> Given exercise
Write out the material below line for line without changing a word, and leave the pictures out.

--- START OF Record excerpts ---

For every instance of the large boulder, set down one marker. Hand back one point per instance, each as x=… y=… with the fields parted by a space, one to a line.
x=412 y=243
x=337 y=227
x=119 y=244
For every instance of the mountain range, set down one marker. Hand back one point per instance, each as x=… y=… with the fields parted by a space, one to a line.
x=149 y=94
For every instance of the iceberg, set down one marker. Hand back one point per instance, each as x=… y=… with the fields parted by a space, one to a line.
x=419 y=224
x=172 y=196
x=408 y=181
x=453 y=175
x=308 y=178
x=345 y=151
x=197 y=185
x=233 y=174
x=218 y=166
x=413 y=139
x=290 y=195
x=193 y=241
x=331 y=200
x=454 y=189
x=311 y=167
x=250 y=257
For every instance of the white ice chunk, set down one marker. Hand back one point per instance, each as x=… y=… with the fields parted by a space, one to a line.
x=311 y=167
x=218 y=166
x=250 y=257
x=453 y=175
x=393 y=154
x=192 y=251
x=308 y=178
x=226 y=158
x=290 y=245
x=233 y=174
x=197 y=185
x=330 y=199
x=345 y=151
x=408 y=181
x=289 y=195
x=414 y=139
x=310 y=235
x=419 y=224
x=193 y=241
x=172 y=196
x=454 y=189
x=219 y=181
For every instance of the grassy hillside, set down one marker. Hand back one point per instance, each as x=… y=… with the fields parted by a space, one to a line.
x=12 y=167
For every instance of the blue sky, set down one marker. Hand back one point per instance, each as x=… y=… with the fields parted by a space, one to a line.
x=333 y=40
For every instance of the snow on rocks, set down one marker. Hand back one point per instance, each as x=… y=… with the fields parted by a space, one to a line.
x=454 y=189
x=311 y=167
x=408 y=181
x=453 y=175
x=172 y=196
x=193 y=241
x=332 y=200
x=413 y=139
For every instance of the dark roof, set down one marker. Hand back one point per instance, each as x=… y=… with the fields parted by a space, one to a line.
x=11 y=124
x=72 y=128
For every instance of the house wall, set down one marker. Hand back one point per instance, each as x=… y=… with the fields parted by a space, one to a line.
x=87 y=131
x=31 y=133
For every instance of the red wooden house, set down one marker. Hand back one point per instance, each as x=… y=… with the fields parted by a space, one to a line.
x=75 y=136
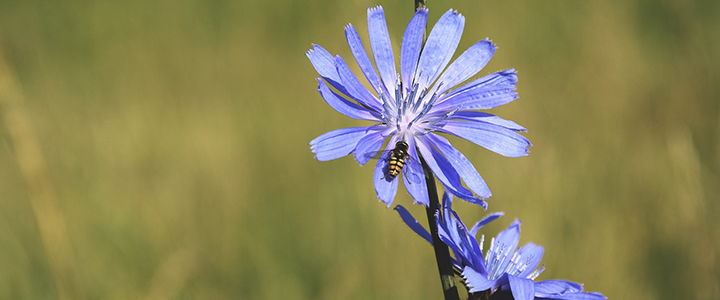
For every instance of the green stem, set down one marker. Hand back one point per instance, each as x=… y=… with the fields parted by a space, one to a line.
x=442 y=253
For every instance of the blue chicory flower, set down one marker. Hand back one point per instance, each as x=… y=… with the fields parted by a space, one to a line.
x=416 y=104
x=502 y=270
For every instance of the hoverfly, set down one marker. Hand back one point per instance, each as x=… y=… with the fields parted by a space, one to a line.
x=396 y=159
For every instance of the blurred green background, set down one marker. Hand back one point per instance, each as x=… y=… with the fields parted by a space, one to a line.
x=172 y=139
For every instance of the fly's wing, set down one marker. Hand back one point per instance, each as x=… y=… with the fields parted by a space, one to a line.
x=382 y=155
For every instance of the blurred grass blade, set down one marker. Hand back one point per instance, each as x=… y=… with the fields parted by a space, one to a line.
x=50 y=220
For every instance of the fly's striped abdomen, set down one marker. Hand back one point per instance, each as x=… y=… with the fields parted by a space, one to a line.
x=397 y=159
x=395 y=166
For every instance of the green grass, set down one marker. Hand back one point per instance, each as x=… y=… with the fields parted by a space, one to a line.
x=175 y=140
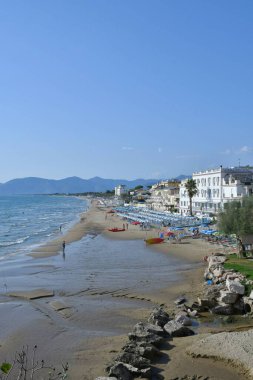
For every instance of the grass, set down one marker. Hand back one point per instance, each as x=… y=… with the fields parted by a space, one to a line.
x=244 y=266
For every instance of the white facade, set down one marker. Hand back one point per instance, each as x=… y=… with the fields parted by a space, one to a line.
x=164 y=196
x=215 y=188
x=120 y=189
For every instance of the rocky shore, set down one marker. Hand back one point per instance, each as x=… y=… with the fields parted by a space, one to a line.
x=81 y=319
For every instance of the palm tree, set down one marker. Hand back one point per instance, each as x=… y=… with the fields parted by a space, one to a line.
x=192 y=190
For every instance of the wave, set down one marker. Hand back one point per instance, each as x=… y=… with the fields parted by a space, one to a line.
x=18 y=241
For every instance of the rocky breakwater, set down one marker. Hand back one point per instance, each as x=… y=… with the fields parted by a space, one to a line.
x=143 y=348
x=225 y=294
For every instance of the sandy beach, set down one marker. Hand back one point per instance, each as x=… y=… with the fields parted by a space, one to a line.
x=74 y=314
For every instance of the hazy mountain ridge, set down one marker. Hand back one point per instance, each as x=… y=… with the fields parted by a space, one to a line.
x=35 y=185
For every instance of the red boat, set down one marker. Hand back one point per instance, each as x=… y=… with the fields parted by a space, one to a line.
x=116 y=229
x=154 y=240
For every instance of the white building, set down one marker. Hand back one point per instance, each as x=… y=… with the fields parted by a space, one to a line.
x=215 y=188
x=164 y=196
x=120 y=189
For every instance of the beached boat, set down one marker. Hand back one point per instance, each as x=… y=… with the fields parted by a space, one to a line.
x=116 y=229
x=154 y=240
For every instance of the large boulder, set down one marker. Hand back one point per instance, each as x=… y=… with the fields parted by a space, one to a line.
x=180 y=300
x=175 y=329
x=134 y=359
x=235 y=286
x=125 y=371
x=183 y=319
x=218 y=272
x=213 y=292
x=251 y=295
x=228 y=297
x=145 y=337
x=222 y=310
x=159 y=317
x=205 y=303
x=214 y=260
x=145 y=350
x=141 y=327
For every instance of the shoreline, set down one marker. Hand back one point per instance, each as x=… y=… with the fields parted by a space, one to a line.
x=96 y=221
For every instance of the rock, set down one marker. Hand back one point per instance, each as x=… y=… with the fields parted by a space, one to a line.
x=148 y=327
x=222 y=310
x=145 y=337
x=214 y=260
x=228 y=297
x=218 y=272
x=192 y=313
x=134 y=359
x=239 y=306
x=213 y=293
x=175 y=329
x=146 y=350
x=251 y=295
x=159 y=317
x=180 y=300
x=183 y=319
x=127 y=372
x=235 y=286
x=121 y=372
x=206 y=304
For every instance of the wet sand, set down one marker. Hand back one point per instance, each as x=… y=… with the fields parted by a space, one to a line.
x=103 y=284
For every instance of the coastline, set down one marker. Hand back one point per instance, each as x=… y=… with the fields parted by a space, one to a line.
x=94 y=222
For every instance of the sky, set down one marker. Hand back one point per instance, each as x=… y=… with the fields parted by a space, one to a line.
x=124 y=89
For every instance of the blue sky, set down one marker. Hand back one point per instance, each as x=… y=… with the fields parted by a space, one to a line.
x=124 y=89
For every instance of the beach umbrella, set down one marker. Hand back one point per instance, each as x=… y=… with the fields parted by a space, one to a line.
x=169 y=233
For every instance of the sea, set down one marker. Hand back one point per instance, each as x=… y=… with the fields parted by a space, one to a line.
x=27 y=221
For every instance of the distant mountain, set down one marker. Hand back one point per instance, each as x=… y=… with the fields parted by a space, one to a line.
x=34 y=185
x=181 y=177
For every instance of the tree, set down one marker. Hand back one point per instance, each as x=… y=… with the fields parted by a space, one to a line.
x=237 y=218
x=139 y=187
x=192 y=190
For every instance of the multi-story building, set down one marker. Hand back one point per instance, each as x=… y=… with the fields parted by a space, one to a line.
x=120 y=189
x=215 y=188
x=164 y=196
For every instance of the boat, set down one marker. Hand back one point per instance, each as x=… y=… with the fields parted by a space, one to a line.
x=154 y=240
x=116 y=229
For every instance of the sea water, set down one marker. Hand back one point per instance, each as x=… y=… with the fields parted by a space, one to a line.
x=26 y=221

--- END OF Record excerpts ---

> Answer to the exercise
For every instance of the large boulder, set down one marker. Hand back one point per instance, each as x=… y=… with the fields parted by a space, one to a line.
x=412 y=243
x=337 y=227
x=119 y=244
For every instance of the mountain range, set down one marker. Hand back one point per instance, each as x=… y=… with the fields parted by a space, one to a line.
x=149 y=94
For every instance of the iceberg, set down one marker. Hand back one point per instance, each as x=… y=… with the fields parted by a space, one to a line.
x=419 y=224
x=172 y=196
x=408 y=181
x=453 y=175
x=308 y=178
x=345 y=151
x=197 y=185
x=233 y=174
x=218 y=166
x=413 y=139
x=290 y=195
x=193 y=241
x=331 y=200
x=454 y=189
x=311 y=167
x=250 y=257
For every instance of the white ice chunk, set down one marker. Hand back one point per instance, each as x=… y=… with the fields parted by a space, one to a line.
x=311 y=167
x=218 y=166
x=250 y=257
x=453 y=175
x=393 y=154
x=192 y=251
x=308 y=178
x=226 y=158
x=290 y=245
x=233 y=174
x=197 y=185
x=330 y=199
x=345 y=151
x=408 y=181
x=289 y=195
x=414 y=139
x=310 y=235
x=419 y=224
x=193 y=241
x=172 y=196
x=454 y=189
x=219 y=181
For every instance of the grassy hillside, set down one marker. Hand back one point per instance, each as x=… y=… with the fields parted by a space, one to a line.
x=12 y=167
For every instance of the blue sky, set down one marker. Hand back one point per instance, each as x=… y=… with the fields parted by a space, one to a line.
x=333 y=40
For every instance of the snow on rocks, set down one marker. Hand back one point per instance, each as x=… y=… with the fields parted by a space, one to a line.
x=454 y=189
x=311 y=167
x=408 y=181
x=453 y=175
x=172 y=196
x=193 y=241
x=332 y=200
x=413 y=139
For every instance of the dark roof, set down one marker. Hand back one point per instance, each as x=… y=… with the fields parted by a space, one to a line.
x=11 y=124
x=72 y=128
For every instance of the house wall, set down one marker. Hand back one point per instance, each as x=… y=… with the fields parted by a space, one to a line.
x=87 y=131
x=31 y=133
For every instance of the red wooden house, set down one marker. Hand back one point per instance, each as x=… y=… with the fields parted by a space, one to a line.
x=75 y=136
For every instance of the green stem, set down one marker. Hand back one point per instance, each as x=… y=… with the fields parted by a space, one to a line.
x=442 y=253
For every instance of the blue chicory flower, set down one marker. Hand back one point per instance, each as x=… y=… with the fields parted by a space, one to a line.
x=416 y=104
x=502 y=270
For every instance of the hoverfly, set down one marker. Hand back one point per instance, each as x=… y=… with the fields parted by a space, one to a line.
x=396 y=159
For every instance of the blurred green background, set down one marker. Hand back one point per instance, each as x=… y=… with the fields parted by a space, one to a line.
x=172 y=139
For every instance of the fly's wing, set down one marker. Hand back one point per instance, each as x=… y=… with the fields parted by a space, one to a line.
x=382 y=155
For every instance of the blurred grass blade, set down one marker. Hand back one point per instance, each as x=… y=… with the fields parted by a space, one to a line.
x=50 y=220
For every instance of the fly's striped abdomen, set down one marker. Hand back one point per instance, each as x=… y=… with the fields parted by a space, one to a line.
x=397 y=159
x=395 y=166
For every instance of the green grass, set down one marker. Hand back one point per instance, each as x=… y=… with the fields parted by a space, one to a line.
x=175 y=140
For every instance of the grass, set down one marker. Hand back one point per instance, each as x=… y=… with the fields parted by a space, one to a line.
x=244 y=266
For every instance of the white facade, set down one marker. Hand back one point per instance, each as x=… y=… with the fields parted by a space, one to a line.
x=164 y=196
x=215 y=188
x=120 y=189
For every instance of the rocky shore, set down one marker. Hand back one point per instance, each as x=… y=… with the fields parted by a space, one to a line.
x=81 y=319
For every instance of the palm tree, set down one marker. Hand back one point per instance, each as x=… y=… with the fields parted by a space, one to a line.
x=192 y=190
For every instance of the wave, set down one marker. Hand back one point per instance, each as x=… y=… with the fields parted by a space, one to a line.
x=18 y=241
For every instance of the rocky breakwater, set down one marker. Hand back one point per instance, each as x=… y=… with the fields parted by a space, one to a line.
x=143 y=348
x=225 y=294
For every instance of the sandy beach, set down one marker. Hand back one point per instance, each as x=… y=… with the fields parted by a space, one to a line.
x=74 y=314
For every instance of the hazy mountain ridge, set down one marker. Hand back one point per instance, each as x=… y=… with the fields parted by a space, one to a line.
x=35 y=185
For every instance of the red boat, set down one marker. Hand back one point per instance, each as x=… y=… with the fields parted by a space, one to a line.
x=116 y=229
x=154 y=240
For every instance of the white building, set down one marker. Hand back one point per instance, each as x=… y=… with the fields parted by a space, one to a line.
x=215 y=188
x=164 y=196
x=120 y=189
For every instance of the beached boat, set down one marker. Hand back one point per instance, each as x=… y=… with the fields parted by a space, one to a line.
x=116 y=229
x=154 y=240
For every instance of the large boulder, set down one marker. Hand back one point per instance, each as x=… y=… with the fields parted by a space, one to a line.
x=180 y=300
x=175 y=329
x=134 y=359
x=235 y=286
x=125 y=371
x=183 y=319
x=218 y=272
x=213 y=292
x=251 y=295
x=228 y=297
x=145 y=337
x=222 y=310
x=159 y=317
x=205 y=303
x=214 y=260
x=145 y=350
x=141 y=327
For every instance of the shoreline, set down one marker. Hand back one point per instance, each as x=… y=… with the fields parted by a space, one to a line.
x=96 y=221
For every instance of the rock, set down one marker. Hand back one point per instance, each as x=… y=… with the fields parted by a space, one to a line.
x=148 y=327
x=222 y=310
x=145 y=337
x=214 y=260
x=228 y=297
x=218 y=272
x=192 y=313
x=134 y=359
x=239 y=306
x=213 y=293
x=175 y=329
x=146 y=350
x=251 y=295
x=159 y=317
x=180 y=300
x=183 y=319
x=127 y=372
x=235 y=286
x=121 y=372
x=206 y=304
For every instance of the wet sand, set down one marker. Hand back one point per instance, each as x=… y=… with the fields parted by a space, one to a line.
x=103 y=284
For every instance of the coastline, set down one marker. Hand back one point per instance, each as x=… y=… with the fields parted by a space, one to a line.
x=94 y=222
For every instance of the sky, set down one marker. Hand back one point per instance, each as x=… y=… with the fields parted by a space, one to a line.
x=124 y=89
For every instance of the blue sky, set down one marker. Hand back one point per instance, each as x=… y=… with the fields parted by a space, one to a line.
x=124 y=89
For every instance of the beach umbrella, set down one marker. Hand back one point per instance, each as x=… y=… with the fields parted by a space, one to a line.
x=169 y=233
For every instance of the sea, set down one marker. Hand back one point per instance, each as x=… y=… with the fields parted by a space, one to a line.
x=27 y=221
For every instance of the distant mountain, set down one marker. Hand back one point per instance, each as x=… y=… with the fields parted by a space, one to a line.
x=34 y=185
x=181 y=177
For every instance of the tree, set down one marker. Hand back one point per instance, each as x=… y=… with the fields parted by a space, one to a line.
x=237 y=218
x=139 y=187
x=192 y=190
For every instance of the multi-story building, set down one marker. Hand back one point per instance, each as x=… y=… with the fields parted by a space, one to a line.
x=120 y=189
x=215 y=188
x=164 y=196
For every instance of the boat, set down one marker. Hand back one point per instance, each as x=… y=… with the fields parted by a space, one to a line.
x=154 y=240
x=116 y=229
For every instance of the sea water, set down one marker. Hand back one point per instance, each as x=… y=… with the fields parted by a space, one to a line.
x=26 y=221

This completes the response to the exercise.